**PROBLEM**
Exactly as written, retype all of the records that come next.

Top of RECORDS PROVIDED

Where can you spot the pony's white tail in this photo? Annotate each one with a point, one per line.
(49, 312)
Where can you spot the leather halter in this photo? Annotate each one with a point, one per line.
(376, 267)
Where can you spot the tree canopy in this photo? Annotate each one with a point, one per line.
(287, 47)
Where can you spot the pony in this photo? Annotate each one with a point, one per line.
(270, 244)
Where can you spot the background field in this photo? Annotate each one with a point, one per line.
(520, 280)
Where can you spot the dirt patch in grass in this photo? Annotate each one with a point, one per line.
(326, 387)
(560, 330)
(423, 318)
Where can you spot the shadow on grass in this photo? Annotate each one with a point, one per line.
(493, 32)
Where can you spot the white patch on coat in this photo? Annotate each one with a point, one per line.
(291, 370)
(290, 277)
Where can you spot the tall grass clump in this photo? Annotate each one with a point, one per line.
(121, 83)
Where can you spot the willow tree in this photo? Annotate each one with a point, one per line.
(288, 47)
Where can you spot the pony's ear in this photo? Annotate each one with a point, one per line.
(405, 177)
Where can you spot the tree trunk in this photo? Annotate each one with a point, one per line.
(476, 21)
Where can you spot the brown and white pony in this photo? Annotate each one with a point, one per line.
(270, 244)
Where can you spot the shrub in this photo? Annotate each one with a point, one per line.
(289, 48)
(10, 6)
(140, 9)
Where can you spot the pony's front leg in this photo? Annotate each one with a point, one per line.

Bottom of RECORDS PROVIDED

**RESULT**
Where can you spot the pony's white tail in this photo? Annotate each one with a point, one per line.
(49, 312)
Where can you spot the leather halter in this photo? Annotate each one with a point, one per line.
(376, 267)
Where can you spot the tree canopy in this photo? Annotate each one with a point, one per line.
(287, 47)
Where can you spot the pony in this photo? Annotate each one with a point, one per line.
(270, 244)
Where can you spot the background field in this photo? Annotate each one with a point, one per line.
(520, 280)
Where can you spot the dirt patch in grass in this photo? Annotate each one with a point, one per line.
(326, 387)
(560, 330)
(423, 318)
Where can you spot the shadow on grass in this photo? Annotate each one with a point, one per line.
(493, 32)
Where can you spot the white patch on coat in this photo? Annotate each one with a point, one per line.
(291, 370)
(290, 277)
Where can you spot the tall grass clump in this photo? Annotate each one with a point, one per line.
(121, 83)
Where can you spot the willow tree in this photo? Annotate each one with a point, one per line.
(288, 47)
Where can you spot the pony's ear in this photo? Annotate each one with a point, one per line.
(405, 177)
Where can you spot the tree trunk in this photo? Annotate each one with a point, one per line.
(476, 21)
Where can you spot the brown and white pony in this photo? Annotate each one with a point, one per line.
(270, 244)
Where can you spot the shrub in this photo? Annotate each one with a point, one per line.
(289, 48)
(10, 6)
(140, 9)
Where can you spot the pony's front leg in this photo? Annotate each one with a point, one per line.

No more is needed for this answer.